[RECORDED DATA start]

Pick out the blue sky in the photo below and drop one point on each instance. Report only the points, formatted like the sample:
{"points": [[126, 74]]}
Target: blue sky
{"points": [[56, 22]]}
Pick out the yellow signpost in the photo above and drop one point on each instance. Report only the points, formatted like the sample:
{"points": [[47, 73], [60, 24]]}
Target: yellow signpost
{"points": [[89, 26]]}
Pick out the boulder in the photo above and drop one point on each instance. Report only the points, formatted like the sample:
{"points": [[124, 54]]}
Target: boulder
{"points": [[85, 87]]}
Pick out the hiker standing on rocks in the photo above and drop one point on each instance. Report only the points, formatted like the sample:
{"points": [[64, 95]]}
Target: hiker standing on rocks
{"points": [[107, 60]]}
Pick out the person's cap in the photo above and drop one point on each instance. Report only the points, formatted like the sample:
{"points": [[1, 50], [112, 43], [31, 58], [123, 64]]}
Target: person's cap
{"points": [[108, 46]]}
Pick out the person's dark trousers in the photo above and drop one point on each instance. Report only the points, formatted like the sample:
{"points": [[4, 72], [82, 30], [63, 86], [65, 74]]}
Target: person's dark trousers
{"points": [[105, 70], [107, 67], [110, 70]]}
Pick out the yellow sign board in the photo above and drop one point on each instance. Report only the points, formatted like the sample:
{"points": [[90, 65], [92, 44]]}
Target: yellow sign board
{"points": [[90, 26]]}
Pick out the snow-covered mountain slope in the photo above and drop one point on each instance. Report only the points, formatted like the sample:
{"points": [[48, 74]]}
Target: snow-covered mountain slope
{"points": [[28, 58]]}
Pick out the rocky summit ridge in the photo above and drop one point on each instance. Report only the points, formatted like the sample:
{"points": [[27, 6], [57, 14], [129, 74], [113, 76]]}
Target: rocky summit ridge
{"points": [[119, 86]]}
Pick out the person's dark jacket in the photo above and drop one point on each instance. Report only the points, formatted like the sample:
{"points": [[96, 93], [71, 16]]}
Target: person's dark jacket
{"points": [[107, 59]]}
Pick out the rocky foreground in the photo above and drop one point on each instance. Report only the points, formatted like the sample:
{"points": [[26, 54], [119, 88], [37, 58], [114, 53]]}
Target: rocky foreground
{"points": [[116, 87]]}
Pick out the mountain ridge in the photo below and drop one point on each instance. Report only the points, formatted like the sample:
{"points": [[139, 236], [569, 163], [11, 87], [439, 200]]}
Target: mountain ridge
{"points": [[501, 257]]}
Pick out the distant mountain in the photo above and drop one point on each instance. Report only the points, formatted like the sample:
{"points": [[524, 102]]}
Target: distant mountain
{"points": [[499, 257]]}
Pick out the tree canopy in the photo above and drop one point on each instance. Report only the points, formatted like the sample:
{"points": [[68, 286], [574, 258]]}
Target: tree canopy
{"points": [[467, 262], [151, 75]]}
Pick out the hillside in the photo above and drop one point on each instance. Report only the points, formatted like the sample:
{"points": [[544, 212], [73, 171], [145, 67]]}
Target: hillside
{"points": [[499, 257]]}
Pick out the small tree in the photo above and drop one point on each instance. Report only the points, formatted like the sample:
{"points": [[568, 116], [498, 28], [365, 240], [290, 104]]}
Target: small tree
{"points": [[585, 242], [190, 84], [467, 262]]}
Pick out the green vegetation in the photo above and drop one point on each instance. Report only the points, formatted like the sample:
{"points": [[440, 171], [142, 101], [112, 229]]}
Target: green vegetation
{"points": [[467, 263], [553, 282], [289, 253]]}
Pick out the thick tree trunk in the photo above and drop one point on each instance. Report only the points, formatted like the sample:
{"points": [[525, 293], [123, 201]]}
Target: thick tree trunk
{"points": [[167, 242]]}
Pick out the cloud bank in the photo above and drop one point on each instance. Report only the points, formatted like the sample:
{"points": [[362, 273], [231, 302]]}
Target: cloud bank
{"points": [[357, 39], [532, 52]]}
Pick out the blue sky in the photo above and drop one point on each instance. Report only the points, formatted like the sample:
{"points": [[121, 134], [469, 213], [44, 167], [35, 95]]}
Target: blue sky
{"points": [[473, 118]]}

[RECORDED DATA end]

STATED EXERCISE: Set down all of the data above, word for word.

EXPECTED ANSWER:
Pick out the blue sky in the photo below and drop one point on each instance. Report only the points, formatted like the sample:
{"points": [[126, 74]]}
Target: blue sky
{"points": [[56, 22]]}
Pick out the yellow signpost in the photo above and drop one point on each instance. Report only the points, formatted like the sample:
{"points": [[47, 73], [60, 24]]}
Target: yellow signpost
{"points": [[89, 26]]}
Pick out the boulder in the photo above and drop one point on each instance. Report only the points, formatted like the sample:
{"points": [[124, 54]]}
Target: boulder
{"points": [[85, 87]]}
Pick out the hiker standing on rocks in the photo above and drop one point on each instance. Report only the points, formatted like the sample:
{"points": [[64, 95]]}
Target: hiker standing on rocks
{"points": [[107, 60]]}
Pick out the person's cap in the photo above and drop one point on each instance. Report only the points, formatted like the sample:
{"points": [[1, 50], [112, 43], [31, 58], [123, 64]]}
Target: person's cap
{"points": [[108, 46]]}
Pick out the person's dark trousers in the photo above and drop one point on each instance. Report only the points, formatted like the sample:
{"points": [[4, 72], [82, 30], [63, 86], [65, 74]]}
Target: person's dark trousers
{"points": [[105, 70], [107, 67], [110, 70]]}
Pick out the yellow sign board in the photo above and drop one point on each instance. Report only the points, formatted like the sample:
{"points": [[90, 65], [92, 44]]}
Target: yellow sign board
{"points": [[90, 26]]}
Pick out the snow-covered mountain slope in the photo above and drop one point on each instance. Report only the points, formatted like the sample:
{"points": [[48, 74]]}
Target: snow-covered mountain slope
{"points": [[28, 58]]}
Pick out the rocky summit ridge in the photo above and drop one point on each instance. Report only the points, formatted like the sample:
{"points": [[27, 6], [57, 14], [129, 74], [113, 76]]}
Target: rocky summit ridge
{"points": [[119, 86]]}
Pick out the person's dark jacket in the photo above and drop one point on each instance. Report only the points, formatted like the sample:
{"points": [[96, 93], [71, 16]]}
Target: person's dark jacket
{"points": [[107, 59]]}
Pick out the rocky foreground in the photo above and drop one point on each instance. Report only the points, formatted like the sample:
{"points": [[26, 54], [119, 88], [37, 58], [114, 53]]}
Target: rocky foreground
{"points": [[116, 87]]}
Pick out the mountain ridge in the photo below and drop one point on each instance. Report only the points, formatted like the sample:
{"points": [[139, 236], [569, 163], [11, 87], [439, 200]]}
Target: mountain ridge
{"points": [[501, 257]]}
Pick out the distant mountain in the photo above and drop one point on each instance. Report only the points, formatted like the sample:
{"points": [[524, 102]]}
Target: distant mountain
{"points": [[499, 257]]}
Pick out the tree canopy in the photo above and drop one point on each instance. Report only the points, formatted like the sample:
{"points": [[68, 286], [574, 258]]}
Target: tree canopy
{"points": [[467, 262], [151, 75]]}
Pick out the hillside in the photo above and drop one point on each instance. Report only the points, formatted like the sample:
{"points": [[544, 212], [73, 171], [145, 67]]}
Target: hillside
{"points": [[499, 257]]}
Pick out the small tree in the photo above and drop one point on each instance. Report only the points, formatted like the sample:
{"points": [[568, 116], [498, 28], [365, 240], [290, 104]]}
Target: small tree
{"points": [[585, 242], [190, 84], [467, 262]]}
Pick out the green vegetation in the photo above and drop one point on each instance. Report only the points, formatted like the sample:
{"points": [[440, 171], [142, 101], [112, 229]]}
Target: green vegetation
{"points": [[467, 263], [553, 282], [289, 253]]}
Pick out the thick tree trunk in the photo above and drop one point on each instance. Report only the points, formatted like the sample:
{"points": [[525, 293], [123, 201]]}
Target: thick tree trunk
{"points": [[167, 242]]}
Pick out the cloud bank in the photo above and drop one point on each instance. Report only the points, formatted like the sample:
{"points": [[362, 273], [231, 302]]}
Target: cloud bank
{"points": [[357, 39], [532, 52]]}
Pick out the blue sky in the photo above and drop one point on each instance. Report only the points, formatted like the sample:
{"points": [[121, 134], [469, 213], [44, 167], [35, 95]]}
Target: blue sky
{"points": [[473, 118]]}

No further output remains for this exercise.